What to do: Lay out the stretch from the start of the records through the line containing "21 108 L 24" as a JSON list of strings, one per line, with blank lines skipped. Leave the pictures out of the list.

===== Records to process =====

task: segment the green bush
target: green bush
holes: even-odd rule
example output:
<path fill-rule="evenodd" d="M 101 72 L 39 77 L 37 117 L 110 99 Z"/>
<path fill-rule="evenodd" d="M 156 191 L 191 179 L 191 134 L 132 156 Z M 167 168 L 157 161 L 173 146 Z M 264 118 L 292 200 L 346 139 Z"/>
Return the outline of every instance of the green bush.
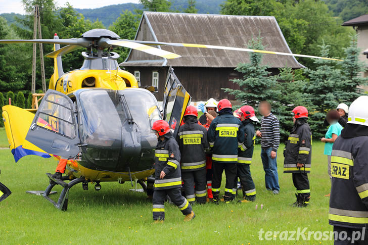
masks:
<path fill-rule="evenodd" d="M 3 107 L 4 105 L 4 95 L 0 92 L 0 127 L 4 126 L 4 121 L 3 120 Z"/>
<path fill-rule="evenodd" d="M 21 108 L 24 108 L 25 101 L 24 94 L 20 91 L 17 94 L 17 101 L 16 102 L 15 105 Z"/>

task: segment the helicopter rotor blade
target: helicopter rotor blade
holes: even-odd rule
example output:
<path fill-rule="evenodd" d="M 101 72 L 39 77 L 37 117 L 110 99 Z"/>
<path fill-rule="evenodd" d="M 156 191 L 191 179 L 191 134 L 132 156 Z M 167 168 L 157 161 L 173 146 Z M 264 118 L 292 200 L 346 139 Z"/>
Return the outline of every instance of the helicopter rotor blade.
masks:
<path fill-rule="evenodd" d="M 79 45 L 67 45 L 59 50 L 49 53 L 45 56 L 50 58 L 56 58 L 58 56 L 62 56 L 82 47 L 83 47 Z"/>
<path fill-rule="evenodd" d="M 156 42 L 156 41 L 140 41 L 140 40 L 132 40 L 131 42 L 134 42 L 137 43 L 141 43 L 142 44 L 145 44 L 147 45 L 166 45 L 168 46 L 174 46 L 179 47 L 199 47 L 202 48 L 213 48 L 216 50 L 231 50 L 235 51 L 241 51 L 246 52 L 251 52 L 251 53 L 259 53 L 262 54 L 267 54 L 270 55 L 284 55 L 287 56 L 294 56 L 297 57 L 303 57 L 307 58 L 313 58 L 313 59 L 321 59 L 323 60 L 329 60 L 332 61 L 342 61 L 342 60 L 338 59 L 329 58 L 327 57 L 321 57 L 319 56 L 314 56 L 310 55 L 299 55 L 297 54 L 292 54 L 290 53 L 283 53 L 278 52 L 275 51 L 268 51 L 266 50 L 252 50 L 250 48 L 245 48 L 242 47 L 227 47 L 225 46 L 217 46 L 214 45 L 206 45 L 206 44 L 199 44 L 196 43 L 180 43 L 178 42 Z"/>
<path fill-rule="evenodd" d="M 173 53 L 157 48 L 148 45 L 139 43 L 136 42 L 133 42 L 129 40 L 111 40 L 106 39 L 101 40 L 99 44 L 100 45 L 100 43 L 103 44 L 104 42 L 106 42 L 106 43 L 112 46 L 120 46 L 122 47 L 129 47 L 130 48 L 139 50 L 150 55 L 160 56 L 160 57 L 166 59 L 176 59 L 181 57 L 181 56 Z"/>
<path fill-rule="evenodd" d="M 1 43 L 57 43 L 65 45 L 79 45 L 83 47 L 88 47 L 90 41 L 85 38 L 67 38 L 67 39 L 10 39 L 0 40 Z"/>

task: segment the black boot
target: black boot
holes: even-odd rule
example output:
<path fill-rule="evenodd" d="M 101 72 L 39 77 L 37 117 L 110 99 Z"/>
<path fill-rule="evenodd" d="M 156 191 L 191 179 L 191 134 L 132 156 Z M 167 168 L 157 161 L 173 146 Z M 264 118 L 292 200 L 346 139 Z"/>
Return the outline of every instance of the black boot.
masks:
<path fill-rule="evenodd" d="M 310 199 L 310 195 L 308 196 L 301 196 L 301 200 L 300 204 L 298 206 L 299 208 L 305 208 L 309 205 L 309 199 Z"/>
<path fill-rule="evenodd" d="M 300 205 L 300 194 L 295 194 L 295 197 L 296 197 L 296 202 L 291 205 L 293 207 L 299 207 Z"/>
<path fill-rule="evenodd" d="M 59 173 L 59 172 L 55 172 L 55 173 L 51 175 L 51 177 L 54 179 L 61 179 L 63 176 L 63 174 Z"/>
<path fill-rule="evenodd" d="M 220 202 L 220 199 L 218 198 L 218 195 L 213 195 L 213 199 L 212 199 L 212 202 L 218 205 Z"/>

=====

Result below:
[
  "task: segment the green bush",
  "target: green bush",
  "holes: even-odd rule",
  "example output:",
  "<path fill-rule=\"evenodd\" d=\"M 101 72 L 39 77 L 37 117 L 110 99 Z\"/>",
  "<path fill-rule=\"evenodd\" d=\"M 156 191 L 191 179 L 191 134 L 132 156 Z M 167 168 L 157 161 L 173 146 Z M 264 118 L 292 200 L 346 139 Z\"/>",
  "Return the outline of every instance of the green bush.",
  "masks:",
  "<path fill-rule=\"evenodd\" d=\"M 3 107 L 4 105 L 4 95 L 0 92 L 0 127 L 4 126 L 4 121 L 3 120 Z\"/>",
  "<path fill-rule=\"evenodd\" d=\"M 21 108 L 24 108 L 25 101 L 24 94 L 20 91 L 17 94 L 17 101 L 16 102 L 15 105 Z\"/>"
]